WRITTEN REQUEST A: Reproduce the entries that follow the Decoster profile, keeping every line unchanged.

DOCUMENT SECTION:
##########

Decoster began sharing the paintings of artists such as Chloe Wise, George Rouy, and Dylan Vandenhoeck. Her taste and curatorial skills led to people within the art scene, whose work she admired, starting to follow the account back. Then she began intermittently posting her own work to the account. “I was amazed by how encouraging people were,” she says.
Decoster made it back to Biarritz from Australia and started paring her life down to a kind of minimalism, selling off most of the surfboards she’d accumulated in her time with Roxy, and focusing her energy on painting. “People just started offering to buy paintings that I posted,” Decoster says. “It wasn’t like I was posting something that said, ‘This painting is for sale—this many euros.’”
Since mid-2019, Decoster has been able to support herself entirely through painting, a rare achievement in itself when you consider that most painters need some kind of side hustle, if not a full-time job, and that, even then, reaching the point where enough people take note of your work usually requires endlessly funneling it through galleries and group shows and trying to become established within some existing corner of the art world.

##########

INFORMATION PROVIDED:
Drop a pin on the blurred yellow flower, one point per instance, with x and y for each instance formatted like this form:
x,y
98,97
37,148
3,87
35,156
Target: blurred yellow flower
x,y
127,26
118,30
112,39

##########

WRITTEN REQUEST B: Rewrite the Decoster profile from "Since mid-2019, Decoster" to "the art world.", putting "second job" in place of "side hustle".

FULL SOLUTION A:
Drop a pin on the blurred yellow flower, one point per instance, with x and y for each instance formatted like this form:
x,y
98,97
37,148
3,87
35,156
Target: blurred yellow flower
x,y
127,26
118,30
112,39

FULL SOLUTION B:
Since mid-2019, Decoster has been able to support herself entirely through painting, a rare achievement in itself when you consider that most painters need some kind of second job, if not a full-time job, and that, even then, reaching the point where enough people take note of your work usually requires endlessly funneling it through galleries and group shows and trying to become established within some existing corner of the art world.